EXTRACTO DE LA FUENTE.
La palabra ‘sanción’ es antipática. En las relaciones internacionales las sanciones tienen una bien ganada mala fama. Las naciones más poderosas las usan para forzar cambios de políticas -o incluso de líderes- en otros países. Casi nunca lo logran. Lo usual es que terminen penalizando a la ya muy sufrida población del país sancionado más que a los tiranos que lo malgobiernan. El irracional y contraproducente embargo de EE. UU. a Cuba es un ejemplo. El embargo, que comenzó en 1960, solo ha servido para dar a los hermanos Castro medio siglo de excusas con las cuales justificar la bancarrota de su isla. Uno de los muy pocos casos de sanciones internacionales que lograron su objetivo ocurrió en Sudáfrica en 1986. El Congreso de EE. UU. impuso severas sanciones económicas a ese país hasta que abolió el apartheid y liberó a Nelson Mandela, entre otras condiciones. Europa y Japón se unieron al castigo. El embargo causó estragos en la economía sudafricana, lo que llevó al Gobierno de entonces a reformar sus leyes segregacionistas. Pero esta es una excepción.

¿Y si hubiese un nuevo tipo de sanciones más eficaces, mejor enfocadas y de gran impacto en los dirigentes del país cuya conducta se desea cambiar? En Irak, ¿no hubiese sido mejor contar con esta alternativa y evitar esa guerra y sus espantosas secuelas? En Irán, ¿no es mejor dejar que las sanciones obliguen al Gobierno a limitar su programa nuclear a usos pacíficos en vez de embarcarse en una guerra con consecuencias nefastas para el mundo? ¡Sí! La buena noticia es que ha habido mucho progreso en el desarrollo de esta clase de sanciones.

Las sanciones que la comunidad internacional ha impuesto a Irán son las más sofisticadas, precisas y económicamente devastadoras de la historia. Su eficacia se debe en parte al uso de nuevas tecnologías de información y medidas financieras que no tienen precedente. Pero también al hecho de que nunca antes tantos y tan diversos países se implicaron tan metódica y activamente en sancionar a otro país. Estas sanciones van desde el embargo a la exportación de petróleo a la exclusión de los bancos iraníes del SWIFT, sistema que permite las transferencias de fondos entre bancos, así como todo tipo de obstáculos al transporte de carga y pasajeros, a las importaciones y exportaciones y a las inversiones en ese país.

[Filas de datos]
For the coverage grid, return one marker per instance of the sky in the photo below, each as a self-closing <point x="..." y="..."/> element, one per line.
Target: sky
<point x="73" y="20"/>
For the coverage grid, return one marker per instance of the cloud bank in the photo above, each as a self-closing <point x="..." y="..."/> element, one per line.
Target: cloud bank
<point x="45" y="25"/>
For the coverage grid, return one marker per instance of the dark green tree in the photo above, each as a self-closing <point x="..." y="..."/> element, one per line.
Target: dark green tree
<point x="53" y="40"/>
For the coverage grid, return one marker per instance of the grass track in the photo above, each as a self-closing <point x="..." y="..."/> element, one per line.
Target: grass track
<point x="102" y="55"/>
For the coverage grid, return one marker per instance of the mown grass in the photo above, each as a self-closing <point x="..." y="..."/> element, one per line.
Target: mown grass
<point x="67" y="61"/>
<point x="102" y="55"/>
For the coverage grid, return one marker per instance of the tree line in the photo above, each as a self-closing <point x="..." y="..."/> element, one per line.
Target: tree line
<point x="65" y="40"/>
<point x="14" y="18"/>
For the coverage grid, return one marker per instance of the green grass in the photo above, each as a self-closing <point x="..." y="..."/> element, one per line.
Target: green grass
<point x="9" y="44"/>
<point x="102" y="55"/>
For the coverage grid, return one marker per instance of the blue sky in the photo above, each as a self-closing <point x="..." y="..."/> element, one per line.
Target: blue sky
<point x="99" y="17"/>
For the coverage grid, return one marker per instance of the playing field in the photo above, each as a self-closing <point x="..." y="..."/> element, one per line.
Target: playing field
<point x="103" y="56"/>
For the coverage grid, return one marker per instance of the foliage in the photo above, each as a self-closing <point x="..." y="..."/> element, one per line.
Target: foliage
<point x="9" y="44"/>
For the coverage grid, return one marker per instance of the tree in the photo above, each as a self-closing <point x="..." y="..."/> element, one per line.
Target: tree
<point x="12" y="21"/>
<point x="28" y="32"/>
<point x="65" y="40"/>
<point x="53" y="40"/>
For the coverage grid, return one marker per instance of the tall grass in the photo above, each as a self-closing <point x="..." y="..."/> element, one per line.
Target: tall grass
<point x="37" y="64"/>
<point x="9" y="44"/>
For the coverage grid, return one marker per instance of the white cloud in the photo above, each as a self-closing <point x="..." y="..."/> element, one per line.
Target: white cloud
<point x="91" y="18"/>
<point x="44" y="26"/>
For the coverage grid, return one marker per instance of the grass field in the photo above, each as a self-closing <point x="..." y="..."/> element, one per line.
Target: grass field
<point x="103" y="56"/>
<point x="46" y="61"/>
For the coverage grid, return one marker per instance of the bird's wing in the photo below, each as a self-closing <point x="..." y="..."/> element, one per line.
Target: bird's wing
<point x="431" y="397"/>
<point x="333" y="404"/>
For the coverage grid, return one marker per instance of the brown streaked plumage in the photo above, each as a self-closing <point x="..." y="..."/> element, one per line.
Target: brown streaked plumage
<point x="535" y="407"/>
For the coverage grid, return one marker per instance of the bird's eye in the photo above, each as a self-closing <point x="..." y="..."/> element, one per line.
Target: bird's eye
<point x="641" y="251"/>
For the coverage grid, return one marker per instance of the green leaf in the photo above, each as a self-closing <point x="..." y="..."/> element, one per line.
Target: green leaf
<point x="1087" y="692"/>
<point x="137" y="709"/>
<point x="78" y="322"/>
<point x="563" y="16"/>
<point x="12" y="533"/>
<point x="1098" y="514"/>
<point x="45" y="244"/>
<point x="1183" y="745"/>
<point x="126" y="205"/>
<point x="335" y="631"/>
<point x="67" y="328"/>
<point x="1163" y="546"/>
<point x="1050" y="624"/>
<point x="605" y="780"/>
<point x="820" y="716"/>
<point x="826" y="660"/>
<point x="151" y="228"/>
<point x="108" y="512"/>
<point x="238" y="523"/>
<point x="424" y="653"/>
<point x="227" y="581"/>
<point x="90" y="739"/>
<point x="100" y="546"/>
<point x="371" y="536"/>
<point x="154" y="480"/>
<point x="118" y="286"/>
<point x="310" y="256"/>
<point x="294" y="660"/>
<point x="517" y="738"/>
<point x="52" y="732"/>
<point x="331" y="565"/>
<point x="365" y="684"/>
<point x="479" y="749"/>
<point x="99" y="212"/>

LISTA DE TAREAS.
**A)** Transcribe del texto sobre las sanciones el tramo que va desde "Las sanciones que" hasta "en ese país.".
**B)** Según el texto sobre las sanciones, ¿en qué año comenzó el embargo de EE. UU. a Cuba?

RESPUESTAS POR TAREA.
**A)**
Las sanciones que la comunidad internacional ha impuesto a Irán son las más sofisticadas, precisas y económicamente devastadoras de la historia. Su eficacia se debe en parte al uso de nuevas tecnologías de información y medidas financieras que no tienen precedente. Pero también al hecho de que nunca antes tantos y tan diversos países se implicaron tan metódica y activamente en sancionar a otro país. Estas sanciones van desde el embargo a la exportación de petróleo a la exclusión de los bancos iraníes del SWIFT, sistema que permite las transferencias de fondos entre bancos, así como todo tipo de obstáculos al transporte de carga y pasajeros, a las importaciones y exportaciones y a las inversiones en ese país.

**B)** En 1960.